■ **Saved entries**
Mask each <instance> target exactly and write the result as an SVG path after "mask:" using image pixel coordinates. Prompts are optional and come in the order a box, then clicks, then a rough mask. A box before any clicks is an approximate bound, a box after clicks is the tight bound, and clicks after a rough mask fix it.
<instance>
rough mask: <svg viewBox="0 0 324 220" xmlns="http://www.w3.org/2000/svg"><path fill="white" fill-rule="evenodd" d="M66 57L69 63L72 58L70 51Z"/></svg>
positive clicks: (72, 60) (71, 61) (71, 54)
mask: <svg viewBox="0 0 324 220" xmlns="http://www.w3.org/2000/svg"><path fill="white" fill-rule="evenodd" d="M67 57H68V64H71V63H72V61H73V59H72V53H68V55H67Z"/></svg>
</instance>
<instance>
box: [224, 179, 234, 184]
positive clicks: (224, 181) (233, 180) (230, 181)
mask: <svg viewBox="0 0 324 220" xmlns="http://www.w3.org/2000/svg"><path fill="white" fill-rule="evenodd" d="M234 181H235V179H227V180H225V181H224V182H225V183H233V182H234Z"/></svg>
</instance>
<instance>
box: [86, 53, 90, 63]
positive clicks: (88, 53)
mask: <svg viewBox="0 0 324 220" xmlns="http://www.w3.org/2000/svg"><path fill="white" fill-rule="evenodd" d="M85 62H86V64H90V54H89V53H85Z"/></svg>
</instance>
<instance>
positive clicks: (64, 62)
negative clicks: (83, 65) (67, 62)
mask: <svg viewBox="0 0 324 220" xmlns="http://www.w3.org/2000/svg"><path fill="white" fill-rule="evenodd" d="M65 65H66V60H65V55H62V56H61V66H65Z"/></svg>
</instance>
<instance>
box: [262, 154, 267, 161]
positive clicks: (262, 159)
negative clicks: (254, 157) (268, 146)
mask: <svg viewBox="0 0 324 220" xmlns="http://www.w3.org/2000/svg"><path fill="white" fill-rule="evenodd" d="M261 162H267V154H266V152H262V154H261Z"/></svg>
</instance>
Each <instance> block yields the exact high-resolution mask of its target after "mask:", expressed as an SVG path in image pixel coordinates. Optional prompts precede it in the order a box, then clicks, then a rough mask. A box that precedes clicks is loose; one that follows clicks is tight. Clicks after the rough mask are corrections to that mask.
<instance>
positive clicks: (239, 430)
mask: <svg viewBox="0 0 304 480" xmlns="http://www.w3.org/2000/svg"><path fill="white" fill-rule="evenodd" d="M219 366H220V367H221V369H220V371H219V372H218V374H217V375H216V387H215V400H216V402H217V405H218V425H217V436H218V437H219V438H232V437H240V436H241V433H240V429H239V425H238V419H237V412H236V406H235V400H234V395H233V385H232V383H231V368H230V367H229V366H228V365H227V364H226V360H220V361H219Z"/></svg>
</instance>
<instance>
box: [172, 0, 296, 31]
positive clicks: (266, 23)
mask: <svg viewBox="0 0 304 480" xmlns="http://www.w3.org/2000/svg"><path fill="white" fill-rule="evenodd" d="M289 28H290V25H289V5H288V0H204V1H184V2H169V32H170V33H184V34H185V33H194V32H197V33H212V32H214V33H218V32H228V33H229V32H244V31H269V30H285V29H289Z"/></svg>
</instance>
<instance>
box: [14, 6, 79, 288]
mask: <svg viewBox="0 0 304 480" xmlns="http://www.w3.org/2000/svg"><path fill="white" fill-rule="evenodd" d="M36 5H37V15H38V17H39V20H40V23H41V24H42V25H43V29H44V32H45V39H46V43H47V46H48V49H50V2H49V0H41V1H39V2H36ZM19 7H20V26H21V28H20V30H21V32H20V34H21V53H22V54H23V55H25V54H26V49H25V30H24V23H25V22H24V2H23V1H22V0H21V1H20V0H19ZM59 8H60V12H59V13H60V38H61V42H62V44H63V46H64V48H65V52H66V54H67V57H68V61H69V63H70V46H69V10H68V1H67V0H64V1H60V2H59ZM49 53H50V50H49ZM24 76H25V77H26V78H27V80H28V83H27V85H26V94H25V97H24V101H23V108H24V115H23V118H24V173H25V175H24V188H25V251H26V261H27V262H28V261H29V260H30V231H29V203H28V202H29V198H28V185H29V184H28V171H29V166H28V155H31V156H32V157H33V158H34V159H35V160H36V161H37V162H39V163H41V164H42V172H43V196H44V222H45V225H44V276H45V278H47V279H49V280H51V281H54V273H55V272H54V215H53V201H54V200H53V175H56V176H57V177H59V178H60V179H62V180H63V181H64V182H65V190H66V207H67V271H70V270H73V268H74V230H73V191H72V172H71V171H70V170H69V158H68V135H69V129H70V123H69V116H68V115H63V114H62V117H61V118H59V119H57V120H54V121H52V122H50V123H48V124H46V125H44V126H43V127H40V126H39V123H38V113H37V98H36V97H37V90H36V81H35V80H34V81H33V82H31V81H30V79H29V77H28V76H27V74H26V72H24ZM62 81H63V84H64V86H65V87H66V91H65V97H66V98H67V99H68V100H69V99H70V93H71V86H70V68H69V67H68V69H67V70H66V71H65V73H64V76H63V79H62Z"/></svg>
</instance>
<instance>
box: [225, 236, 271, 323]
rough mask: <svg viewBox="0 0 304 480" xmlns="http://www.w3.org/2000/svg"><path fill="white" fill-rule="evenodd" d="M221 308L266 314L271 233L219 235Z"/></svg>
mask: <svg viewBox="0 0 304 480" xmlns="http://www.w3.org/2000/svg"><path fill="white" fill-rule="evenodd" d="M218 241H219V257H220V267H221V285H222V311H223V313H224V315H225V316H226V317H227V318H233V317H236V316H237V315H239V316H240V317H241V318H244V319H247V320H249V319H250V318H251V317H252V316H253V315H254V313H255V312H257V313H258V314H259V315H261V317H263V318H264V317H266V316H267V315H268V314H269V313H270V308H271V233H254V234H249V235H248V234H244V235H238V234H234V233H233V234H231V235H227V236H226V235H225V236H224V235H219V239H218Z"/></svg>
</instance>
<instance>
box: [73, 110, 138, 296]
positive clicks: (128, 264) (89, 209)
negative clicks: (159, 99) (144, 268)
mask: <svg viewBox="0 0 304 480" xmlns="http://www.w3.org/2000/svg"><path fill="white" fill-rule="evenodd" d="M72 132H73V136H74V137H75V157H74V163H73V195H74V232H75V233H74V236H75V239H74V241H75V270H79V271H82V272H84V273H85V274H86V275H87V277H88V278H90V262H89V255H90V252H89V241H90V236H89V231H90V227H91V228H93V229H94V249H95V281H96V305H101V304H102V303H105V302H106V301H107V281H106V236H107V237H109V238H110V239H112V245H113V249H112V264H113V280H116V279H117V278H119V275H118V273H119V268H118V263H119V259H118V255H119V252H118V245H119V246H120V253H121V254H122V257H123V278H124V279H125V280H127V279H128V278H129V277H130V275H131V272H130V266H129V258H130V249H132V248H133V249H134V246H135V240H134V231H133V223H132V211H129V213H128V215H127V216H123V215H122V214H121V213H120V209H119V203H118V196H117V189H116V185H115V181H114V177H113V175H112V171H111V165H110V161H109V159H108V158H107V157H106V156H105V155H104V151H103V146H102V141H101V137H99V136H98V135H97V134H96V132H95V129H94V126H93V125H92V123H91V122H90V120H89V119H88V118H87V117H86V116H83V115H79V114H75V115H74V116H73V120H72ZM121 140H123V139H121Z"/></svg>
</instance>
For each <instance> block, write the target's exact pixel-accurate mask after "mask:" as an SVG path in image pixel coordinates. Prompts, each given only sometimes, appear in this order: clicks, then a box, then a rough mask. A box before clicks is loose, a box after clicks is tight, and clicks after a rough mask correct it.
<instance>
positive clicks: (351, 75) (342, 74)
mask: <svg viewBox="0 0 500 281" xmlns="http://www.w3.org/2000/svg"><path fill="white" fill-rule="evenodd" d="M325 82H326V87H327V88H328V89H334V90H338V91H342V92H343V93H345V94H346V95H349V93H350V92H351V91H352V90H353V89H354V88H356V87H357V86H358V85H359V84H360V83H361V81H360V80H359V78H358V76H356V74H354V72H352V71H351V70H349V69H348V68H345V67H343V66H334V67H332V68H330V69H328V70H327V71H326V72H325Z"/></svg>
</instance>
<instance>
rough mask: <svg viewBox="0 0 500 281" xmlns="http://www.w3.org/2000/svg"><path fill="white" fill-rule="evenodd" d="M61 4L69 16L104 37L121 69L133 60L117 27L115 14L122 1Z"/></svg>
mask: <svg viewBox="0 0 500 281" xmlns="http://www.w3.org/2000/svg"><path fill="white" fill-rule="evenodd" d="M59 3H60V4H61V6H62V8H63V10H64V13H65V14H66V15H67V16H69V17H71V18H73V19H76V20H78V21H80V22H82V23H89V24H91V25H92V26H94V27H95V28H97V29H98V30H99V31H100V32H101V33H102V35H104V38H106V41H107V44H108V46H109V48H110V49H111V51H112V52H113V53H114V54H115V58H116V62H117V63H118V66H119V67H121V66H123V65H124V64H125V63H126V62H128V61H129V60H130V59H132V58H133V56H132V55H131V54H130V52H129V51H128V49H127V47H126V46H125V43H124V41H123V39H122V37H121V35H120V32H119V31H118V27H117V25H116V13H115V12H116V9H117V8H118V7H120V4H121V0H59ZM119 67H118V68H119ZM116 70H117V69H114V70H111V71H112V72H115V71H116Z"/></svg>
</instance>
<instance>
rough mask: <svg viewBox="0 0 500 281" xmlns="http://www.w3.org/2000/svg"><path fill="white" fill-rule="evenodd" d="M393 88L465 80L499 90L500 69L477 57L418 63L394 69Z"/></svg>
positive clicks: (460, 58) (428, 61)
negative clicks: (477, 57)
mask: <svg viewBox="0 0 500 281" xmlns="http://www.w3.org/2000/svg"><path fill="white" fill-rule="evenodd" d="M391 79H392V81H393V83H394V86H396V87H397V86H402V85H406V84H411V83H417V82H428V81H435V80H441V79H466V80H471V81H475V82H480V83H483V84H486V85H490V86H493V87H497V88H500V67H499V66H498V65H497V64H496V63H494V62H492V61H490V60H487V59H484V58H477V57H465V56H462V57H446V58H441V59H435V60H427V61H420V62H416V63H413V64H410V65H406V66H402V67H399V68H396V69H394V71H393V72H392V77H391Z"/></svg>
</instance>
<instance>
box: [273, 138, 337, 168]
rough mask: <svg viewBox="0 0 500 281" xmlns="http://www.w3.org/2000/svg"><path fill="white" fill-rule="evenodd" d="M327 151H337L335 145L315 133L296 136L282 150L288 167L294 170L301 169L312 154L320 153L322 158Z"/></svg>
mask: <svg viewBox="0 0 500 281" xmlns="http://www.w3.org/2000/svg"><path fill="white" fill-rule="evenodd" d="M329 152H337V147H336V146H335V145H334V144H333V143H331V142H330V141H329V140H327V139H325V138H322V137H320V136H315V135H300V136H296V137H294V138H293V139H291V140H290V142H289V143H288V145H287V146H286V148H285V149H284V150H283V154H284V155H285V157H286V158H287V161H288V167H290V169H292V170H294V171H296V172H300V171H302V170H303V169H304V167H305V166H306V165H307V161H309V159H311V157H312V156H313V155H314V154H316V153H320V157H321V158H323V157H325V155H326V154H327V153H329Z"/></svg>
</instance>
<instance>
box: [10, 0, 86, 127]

■ **EXERCISE AIM**
Format the lines as a JSON list of strings, one string per line, leaving out any blank lines. Start at the line containing "negative clicks: (477, 57)" and end at the last line of the saved entries.

■ **TASK SOLUTION**
[
  "negative clicks: (477, 57)",
  "mask: <svg viewBox=\"0 0 500 281\" xmlns=\"http://www.w3.org/2000/svg\"><path fill=\"white\" fill-rule=\"evenodd\" d=\"M391 79H392V81H393V83H394V86H396V87H397V86H402V85H406V84H411V83H417V82H428V81H435V80H441V79H466V80H471V81H475V82H480V83H483V84H486V85H490V86H493V87H497V88H500V67H499V66H498V65H497V64H496V63H494V62H492V61H490V60H487V59H484V58H477V57H465V56H462V57H446V58H441V59H435V60H427V61H420V62H416V63H413V64H410V65H406V66H402V67H399V68H396V69H394V71H393V72H392V77H391Z\"/></svg>",
  "</instance>",
  "<instance>",
  "box: [273, 138, 337, 168]",
  "rough mask: <svg viewBox=\"0 0 500 281\" xmlns=\"http://www.w3.org/2000/svg\"><path fill=\"white\" fill-rule=\"evenodd\" d=\"M327 151H337L335 145L315 133L296 136L282 150L288 167L294 170L301 169L312 154L320 153L322 158Z\"/></svg>",
  "mask: <svg viewBox=\"0 0 500 281\" xmlns=\"http://www.w3.org/2000/svg\"><path fill=\"white\" fill-rule=\"evenodd\" d=\"M329 152H337V147H336V146H335V145H334V144H333V143H331V142H330V141H329V140H327V139H325V138H322V137H320V136H315V135H300V136H296V137H294V138H293V139H291V140H290V142H289V143H288V145H287V146H286V148H285V149H284V150H283V154H284V155H285V157H286V158H287V161H288V167H290V169H292V170H294V171H296V172H300V171H302V170H303V169H304V167H305V166H306V165H307V161H309V159H311V157H312V156H313V155H314V154H316V153H320V157H321V158H323V157H325V155H326V154H327V153H329Z\"/></svg>",
  "</instance>",
  "<instance>",
  "box: [10, 0, 86, 127]"
]